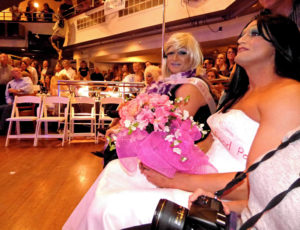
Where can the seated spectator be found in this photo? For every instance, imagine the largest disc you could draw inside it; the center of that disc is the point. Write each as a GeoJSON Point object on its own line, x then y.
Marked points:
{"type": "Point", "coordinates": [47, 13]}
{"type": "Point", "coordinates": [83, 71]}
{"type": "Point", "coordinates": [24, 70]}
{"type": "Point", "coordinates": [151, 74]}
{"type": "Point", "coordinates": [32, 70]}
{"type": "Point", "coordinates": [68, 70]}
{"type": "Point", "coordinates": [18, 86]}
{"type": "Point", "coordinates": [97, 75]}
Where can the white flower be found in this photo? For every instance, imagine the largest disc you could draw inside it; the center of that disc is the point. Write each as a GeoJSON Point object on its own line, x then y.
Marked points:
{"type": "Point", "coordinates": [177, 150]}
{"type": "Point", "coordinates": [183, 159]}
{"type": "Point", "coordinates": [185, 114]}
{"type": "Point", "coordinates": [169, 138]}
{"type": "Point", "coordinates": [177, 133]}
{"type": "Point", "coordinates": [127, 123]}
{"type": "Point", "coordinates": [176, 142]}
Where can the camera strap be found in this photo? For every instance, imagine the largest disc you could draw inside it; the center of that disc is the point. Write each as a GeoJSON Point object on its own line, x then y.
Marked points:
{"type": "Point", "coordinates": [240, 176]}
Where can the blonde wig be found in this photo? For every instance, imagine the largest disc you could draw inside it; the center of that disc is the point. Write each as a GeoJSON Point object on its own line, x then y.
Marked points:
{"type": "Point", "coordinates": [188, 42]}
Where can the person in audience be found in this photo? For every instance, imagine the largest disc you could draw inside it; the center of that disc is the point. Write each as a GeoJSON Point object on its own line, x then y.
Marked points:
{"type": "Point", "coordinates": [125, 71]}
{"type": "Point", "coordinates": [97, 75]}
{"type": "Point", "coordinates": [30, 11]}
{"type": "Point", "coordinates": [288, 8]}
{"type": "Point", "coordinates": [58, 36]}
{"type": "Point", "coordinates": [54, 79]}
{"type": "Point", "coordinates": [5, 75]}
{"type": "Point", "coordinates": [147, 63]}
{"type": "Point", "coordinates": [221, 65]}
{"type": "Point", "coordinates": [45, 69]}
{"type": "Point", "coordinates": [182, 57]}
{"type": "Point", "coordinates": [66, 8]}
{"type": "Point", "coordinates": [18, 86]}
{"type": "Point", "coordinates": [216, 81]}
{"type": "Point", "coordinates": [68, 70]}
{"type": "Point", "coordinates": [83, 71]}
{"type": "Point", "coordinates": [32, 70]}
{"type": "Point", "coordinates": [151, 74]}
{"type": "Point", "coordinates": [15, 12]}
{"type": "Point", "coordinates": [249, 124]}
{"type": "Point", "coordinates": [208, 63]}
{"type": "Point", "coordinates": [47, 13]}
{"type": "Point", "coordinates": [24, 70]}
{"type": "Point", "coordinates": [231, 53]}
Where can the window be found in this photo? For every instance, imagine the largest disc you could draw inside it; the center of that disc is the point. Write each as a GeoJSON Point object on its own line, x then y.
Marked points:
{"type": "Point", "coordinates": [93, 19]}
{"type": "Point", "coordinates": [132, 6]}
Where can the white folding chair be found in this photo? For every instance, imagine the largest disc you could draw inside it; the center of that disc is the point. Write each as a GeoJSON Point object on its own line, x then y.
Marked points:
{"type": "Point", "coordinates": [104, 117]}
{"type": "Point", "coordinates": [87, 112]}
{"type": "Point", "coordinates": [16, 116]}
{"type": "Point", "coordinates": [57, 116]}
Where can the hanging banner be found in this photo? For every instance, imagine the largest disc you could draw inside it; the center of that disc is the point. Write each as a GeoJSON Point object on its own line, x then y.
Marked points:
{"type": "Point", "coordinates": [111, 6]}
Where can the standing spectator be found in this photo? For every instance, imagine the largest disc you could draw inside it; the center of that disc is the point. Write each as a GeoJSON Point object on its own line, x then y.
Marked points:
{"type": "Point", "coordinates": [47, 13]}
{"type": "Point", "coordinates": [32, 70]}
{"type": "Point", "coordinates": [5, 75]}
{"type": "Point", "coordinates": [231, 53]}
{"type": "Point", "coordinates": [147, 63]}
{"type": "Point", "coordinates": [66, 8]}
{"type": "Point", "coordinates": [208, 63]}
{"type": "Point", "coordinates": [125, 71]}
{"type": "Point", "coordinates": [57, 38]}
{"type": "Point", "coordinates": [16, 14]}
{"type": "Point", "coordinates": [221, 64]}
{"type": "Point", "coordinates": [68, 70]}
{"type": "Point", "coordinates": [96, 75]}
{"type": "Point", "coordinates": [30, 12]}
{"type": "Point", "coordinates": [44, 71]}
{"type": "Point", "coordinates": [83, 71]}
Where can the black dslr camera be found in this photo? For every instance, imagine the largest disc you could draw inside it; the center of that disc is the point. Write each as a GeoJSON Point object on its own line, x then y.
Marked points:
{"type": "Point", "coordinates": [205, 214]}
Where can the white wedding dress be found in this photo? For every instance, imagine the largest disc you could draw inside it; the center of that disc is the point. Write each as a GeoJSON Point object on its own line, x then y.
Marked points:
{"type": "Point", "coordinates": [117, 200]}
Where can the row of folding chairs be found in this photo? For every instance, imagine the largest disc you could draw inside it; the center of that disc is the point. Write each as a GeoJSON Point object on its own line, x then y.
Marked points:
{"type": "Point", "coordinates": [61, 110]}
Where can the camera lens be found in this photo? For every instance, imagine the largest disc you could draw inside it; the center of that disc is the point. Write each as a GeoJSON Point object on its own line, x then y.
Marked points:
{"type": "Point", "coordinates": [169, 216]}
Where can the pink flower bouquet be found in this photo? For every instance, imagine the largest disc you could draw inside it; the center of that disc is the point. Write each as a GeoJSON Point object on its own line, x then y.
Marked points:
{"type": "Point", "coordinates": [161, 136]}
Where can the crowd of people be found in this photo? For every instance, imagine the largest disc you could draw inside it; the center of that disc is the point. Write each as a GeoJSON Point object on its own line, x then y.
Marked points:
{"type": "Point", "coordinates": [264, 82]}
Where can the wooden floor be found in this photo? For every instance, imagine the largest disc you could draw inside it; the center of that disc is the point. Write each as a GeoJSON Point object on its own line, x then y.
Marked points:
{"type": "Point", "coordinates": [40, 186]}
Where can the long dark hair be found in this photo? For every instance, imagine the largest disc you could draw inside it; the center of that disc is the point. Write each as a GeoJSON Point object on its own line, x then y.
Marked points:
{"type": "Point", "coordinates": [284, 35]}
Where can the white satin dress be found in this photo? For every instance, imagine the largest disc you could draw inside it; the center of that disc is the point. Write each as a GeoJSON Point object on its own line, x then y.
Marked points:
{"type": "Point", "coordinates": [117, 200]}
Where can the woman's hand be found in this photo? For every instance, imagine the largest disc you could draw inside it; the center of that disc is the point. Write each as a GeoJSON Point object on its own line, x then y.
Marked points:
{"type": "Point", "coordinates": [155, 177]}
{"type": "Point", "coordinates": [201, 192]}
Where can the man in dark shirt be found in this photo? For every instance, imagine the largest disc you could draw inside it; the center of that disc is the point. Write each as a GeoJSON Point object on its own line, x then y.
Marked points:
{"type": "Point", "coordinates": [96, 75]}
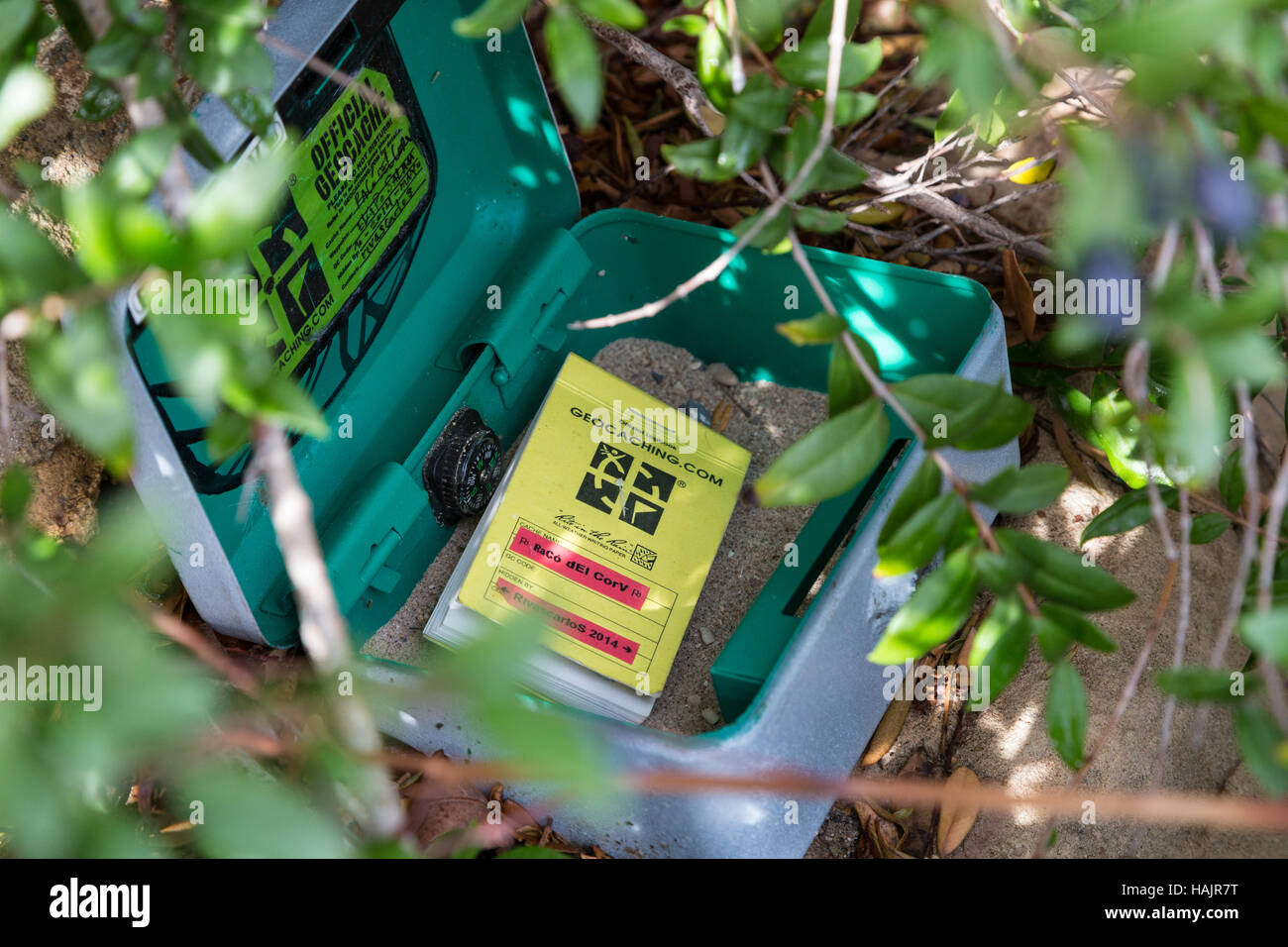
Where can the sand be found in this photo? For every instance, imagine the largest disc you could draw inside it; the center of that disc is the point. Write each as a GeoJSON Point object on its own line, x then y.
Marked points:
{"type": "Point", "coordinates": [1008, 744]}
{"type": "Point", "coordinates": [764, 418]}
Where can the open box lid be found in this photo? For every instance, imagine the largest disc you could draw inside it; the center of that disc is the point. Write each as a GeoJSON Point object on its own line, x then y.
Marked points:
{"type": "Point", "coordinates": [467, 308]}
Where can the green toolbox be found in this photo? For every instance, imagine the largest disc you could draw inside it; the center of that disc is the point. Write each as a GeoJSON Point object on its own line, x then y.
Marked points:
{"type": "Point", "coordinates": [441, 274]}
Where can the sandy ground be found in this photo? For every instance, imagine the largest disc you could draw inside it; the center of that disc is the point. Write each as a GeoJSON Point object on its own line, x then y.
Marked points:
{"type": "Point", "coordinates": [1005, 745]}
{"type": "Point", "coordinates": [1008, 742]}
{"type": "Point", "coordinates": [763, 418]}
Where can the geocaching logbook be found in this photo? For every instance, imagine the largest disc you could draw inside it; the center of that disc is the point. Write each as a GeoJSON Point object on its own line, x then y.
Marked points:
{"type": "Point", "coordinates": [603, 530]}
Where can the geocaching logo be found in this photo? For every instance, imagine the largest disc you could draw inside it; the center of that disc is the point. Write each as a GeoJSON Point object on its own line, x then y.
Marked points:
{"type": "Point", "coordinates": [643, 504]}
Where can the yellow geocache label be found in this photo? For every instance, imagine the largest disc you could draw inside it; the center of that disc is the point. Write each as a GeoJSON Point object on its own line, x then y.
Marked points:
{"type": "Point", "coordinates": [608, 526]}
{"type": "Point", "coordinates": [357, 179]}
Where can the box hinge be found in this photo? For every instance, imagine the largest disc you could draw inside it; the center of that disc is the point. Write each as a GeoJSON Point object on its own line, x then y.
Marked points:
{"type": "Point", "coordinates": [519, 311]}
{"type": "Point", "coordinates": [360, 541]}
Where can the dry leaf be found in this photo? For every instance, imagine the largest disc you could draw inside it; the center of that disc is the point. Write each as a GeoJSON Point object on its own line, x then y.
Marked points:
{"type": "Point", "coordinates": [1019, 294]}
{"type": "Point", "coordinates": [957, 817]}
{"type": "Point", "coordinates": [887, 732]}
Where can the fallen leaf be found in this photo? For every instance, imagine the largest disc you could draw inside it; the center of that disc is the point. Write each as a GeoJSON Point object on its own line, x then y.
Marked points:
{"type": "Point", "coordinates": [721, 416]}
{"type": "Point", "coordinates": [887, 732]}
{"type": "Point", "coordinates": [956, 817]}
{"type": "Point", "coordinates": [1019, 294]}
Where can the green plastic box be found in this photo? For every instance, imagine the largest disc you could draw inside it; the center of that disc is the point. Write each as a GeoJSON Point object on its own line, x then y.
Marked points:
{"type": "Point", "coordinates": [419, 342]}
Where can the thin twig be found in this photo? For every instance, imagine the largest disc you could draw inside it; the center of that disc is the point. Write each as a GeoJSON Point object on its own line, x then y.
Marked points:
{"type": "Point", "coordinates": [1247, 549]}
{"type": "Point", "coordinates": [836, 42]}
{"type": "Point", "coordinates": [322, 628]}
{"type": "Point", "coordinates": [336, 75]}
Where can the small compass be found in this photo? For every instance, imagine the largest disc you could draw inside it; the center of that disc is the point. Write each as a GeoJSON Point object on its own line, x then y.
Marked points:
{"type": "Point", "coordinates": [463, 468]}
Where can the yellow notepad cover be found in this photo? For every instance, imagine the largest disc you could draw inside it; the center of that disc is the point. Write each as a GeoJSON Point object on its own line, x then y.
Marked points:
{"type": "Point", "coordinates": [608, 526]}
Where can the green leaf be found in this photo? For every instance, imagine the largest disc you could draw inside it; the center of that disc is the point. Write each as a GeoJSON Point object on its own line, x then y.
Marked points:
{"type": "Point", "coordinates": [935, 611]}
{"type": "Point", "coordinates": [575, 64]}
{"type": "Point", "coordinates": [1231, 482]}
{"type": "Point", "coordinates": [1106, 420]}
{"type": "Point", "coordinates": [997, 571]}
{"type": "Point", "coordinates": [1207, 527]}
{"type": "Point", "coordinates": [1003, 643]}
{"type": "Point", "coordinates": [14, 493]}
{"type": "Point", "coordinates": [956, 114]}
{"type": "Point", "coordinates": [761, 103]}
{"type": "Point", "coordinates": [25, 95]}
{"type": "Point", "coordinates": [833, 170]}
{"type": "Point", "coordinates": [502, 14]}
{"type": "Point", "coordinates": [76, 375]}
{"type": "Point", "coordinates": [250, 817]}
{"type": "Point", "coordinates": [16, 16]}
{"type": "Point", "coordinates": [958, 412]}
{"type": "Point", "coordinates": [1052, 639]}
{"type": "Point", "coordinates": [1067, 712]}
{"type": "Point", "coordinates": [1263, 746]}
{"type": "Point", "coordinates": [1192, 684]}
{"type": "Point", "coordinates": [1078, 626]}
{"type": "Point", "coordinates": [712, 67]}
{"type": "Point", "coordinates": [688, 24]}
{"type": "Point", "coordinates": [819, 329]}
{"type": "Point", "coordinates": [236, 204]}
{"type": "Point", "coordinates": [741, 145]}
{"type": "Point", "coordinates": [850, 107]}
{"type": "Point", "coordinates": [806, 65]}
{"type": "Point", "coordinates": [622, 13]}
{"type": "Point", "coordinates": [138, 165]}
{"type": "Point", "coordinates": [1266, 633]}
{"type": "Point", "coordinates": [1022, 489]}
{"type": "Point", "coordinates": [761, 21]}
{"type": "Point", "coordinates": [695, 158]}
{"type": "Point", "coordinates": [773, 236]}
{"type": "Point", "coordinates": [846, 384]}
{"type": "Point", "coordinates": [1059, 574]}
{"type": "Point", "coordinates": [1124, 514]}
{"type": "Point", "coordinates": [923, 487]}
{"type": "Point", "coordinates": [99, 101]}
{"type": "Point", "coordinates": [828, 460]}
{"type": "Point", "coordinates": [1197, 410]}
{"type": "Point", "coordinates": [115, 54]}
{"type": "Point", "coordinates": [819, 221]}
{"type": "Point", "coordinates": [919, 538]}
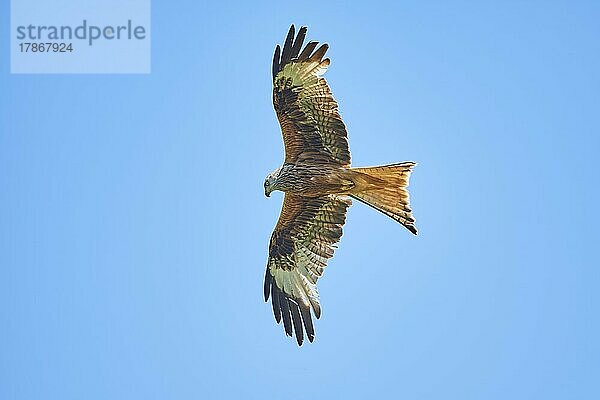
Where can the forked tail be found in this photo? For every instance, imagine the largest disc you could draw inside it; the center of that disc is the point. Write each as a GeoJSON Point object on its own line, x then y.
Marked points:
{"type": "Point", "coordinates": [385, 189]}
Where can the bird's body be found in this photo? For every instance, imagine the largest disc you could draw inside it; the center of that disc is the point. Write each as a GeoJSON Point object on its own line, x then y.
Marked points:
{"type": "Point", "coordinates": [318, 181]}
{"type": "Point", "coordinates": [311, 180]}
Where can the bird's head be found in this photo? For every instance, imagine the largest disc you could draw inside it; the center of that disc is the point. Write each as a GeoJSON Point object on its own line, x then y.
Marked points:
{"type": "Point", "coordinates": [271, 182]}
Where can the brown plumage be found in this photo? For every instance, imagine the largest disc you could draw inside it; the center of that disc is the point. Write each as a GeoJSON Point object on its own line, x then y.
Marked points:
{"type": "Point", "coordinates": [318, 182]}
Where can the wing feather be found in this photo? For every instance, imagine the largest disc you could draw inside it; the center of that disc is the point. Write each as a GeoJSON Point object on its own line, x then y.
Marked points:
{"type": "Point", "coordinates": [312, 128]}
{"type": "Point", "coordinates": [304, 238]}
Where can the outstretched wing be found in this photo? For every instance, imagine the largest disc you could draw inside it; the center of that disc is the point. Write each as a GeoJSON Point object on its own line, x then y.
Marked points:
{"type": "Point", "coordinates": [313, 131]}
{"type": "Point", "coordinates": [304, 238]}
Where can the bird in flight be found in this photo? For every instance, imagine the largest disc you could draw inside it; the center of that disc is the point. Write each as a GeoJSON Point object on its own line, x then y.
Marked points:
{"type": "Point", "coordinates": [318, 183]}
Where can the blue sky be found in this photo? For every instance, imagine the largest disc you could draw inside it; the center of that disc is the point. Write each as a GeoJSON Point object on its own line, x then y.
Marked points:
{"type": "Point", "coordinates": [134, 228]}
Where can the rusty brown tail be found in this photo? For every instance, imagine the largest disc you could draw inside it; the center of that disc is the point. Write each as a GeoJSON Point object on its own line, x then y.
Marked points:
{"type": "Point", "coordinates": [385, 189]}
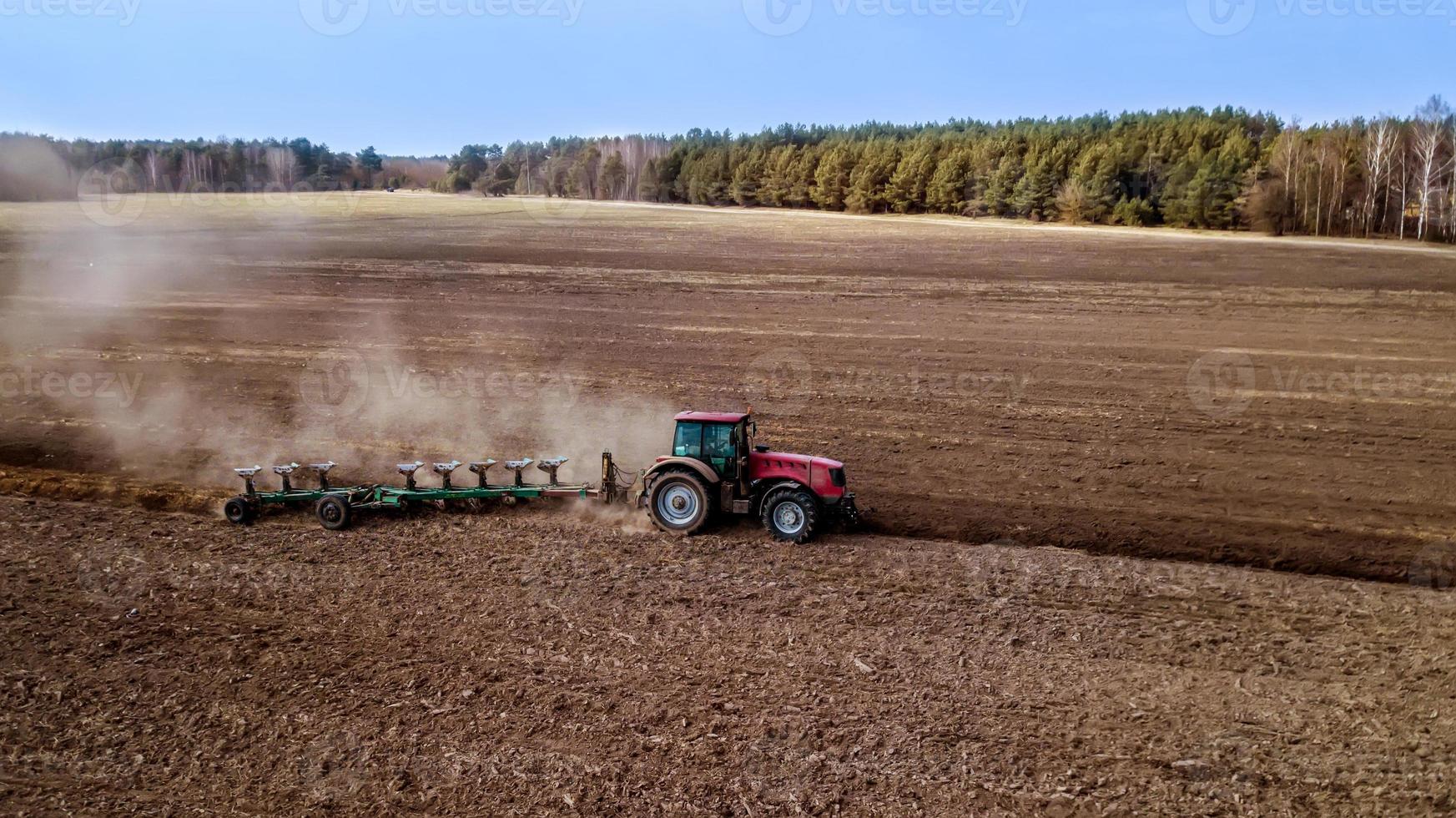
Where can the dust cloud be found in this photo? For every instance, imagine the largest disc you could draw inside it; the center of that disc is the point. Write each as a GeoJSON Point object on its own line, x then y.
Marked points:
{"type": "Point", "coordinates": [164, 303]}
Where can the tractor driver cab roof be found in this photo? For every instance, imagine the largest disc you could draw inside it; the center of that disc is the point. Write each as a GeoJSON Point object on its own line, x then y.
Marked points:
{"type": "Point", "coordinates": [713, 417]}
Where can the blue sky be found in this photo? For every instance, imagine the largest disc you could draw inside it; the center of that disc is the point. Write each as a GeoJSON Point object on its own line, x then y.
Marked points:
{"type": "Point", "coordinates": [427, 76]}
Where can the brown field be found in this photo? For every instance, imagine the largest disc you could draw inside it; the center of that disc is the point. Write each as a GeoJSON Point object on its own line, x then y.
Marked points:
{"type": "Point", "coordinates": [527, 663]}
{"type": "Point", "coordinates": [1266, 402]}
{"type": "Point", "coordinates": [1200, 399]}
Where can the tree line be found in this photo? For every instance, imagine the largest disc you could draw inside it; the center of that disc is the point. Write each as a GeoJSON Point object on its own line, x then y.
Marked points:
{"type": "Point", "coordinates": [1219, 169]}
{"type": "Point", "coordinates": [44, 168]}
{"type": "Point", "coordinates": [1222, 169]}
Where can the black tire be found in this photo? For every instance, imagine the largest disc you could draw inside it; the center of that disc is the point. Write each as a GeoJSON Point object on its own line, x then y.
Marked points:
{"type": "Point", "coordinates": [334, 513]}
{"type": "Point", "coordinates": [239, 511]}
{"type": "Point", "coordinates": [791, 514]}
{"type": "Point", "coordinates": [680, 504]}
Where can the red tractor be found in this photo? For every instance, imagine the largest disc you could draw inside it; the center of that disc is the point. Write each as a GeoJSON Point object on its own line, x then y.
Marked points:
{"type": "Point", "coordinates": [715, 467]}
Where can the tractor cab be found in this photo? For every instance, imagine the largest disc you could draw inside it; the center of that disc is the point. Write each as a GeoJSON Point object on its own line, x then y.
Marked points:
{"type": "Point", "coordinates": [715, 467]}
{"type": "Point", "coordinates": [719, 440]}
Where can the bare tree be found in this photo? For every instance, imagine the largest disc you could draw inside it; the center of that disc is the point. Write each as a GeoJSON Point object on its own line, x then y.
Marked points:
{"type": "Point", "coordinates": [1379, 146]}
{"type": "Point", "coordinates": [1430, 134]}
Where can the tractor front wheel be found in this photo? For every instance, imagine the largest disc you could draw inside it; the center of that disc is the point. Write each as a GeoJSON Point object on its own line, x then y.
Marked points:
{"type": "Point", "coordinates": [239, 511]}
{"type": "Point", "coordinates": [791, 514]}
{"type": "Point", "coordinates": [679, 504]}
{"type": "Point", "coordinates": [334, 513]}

Short problem:
Please rewrite every line of the listing from the line that contains "Where can the tractor front" through the end of the listing, requests included, and shift each answer point by adding 17 to both of its coordinates.

Answer to the problem:
Where can the tractor front wheel be found in this photo? For every instance, imagine the largest disc you could draw inside it; the center of that disc is the point. Write each as a GeoJSON Point object on its own line, x then y.
Marked points:
{"type": "Point", "coordinates": [256, 528]}
{"type": "Point", "coordinates": [808, 531]}
{"type": "Point", "coordinates": [696, 521]}
{"type": "Point", "coordinates": [351, 530]}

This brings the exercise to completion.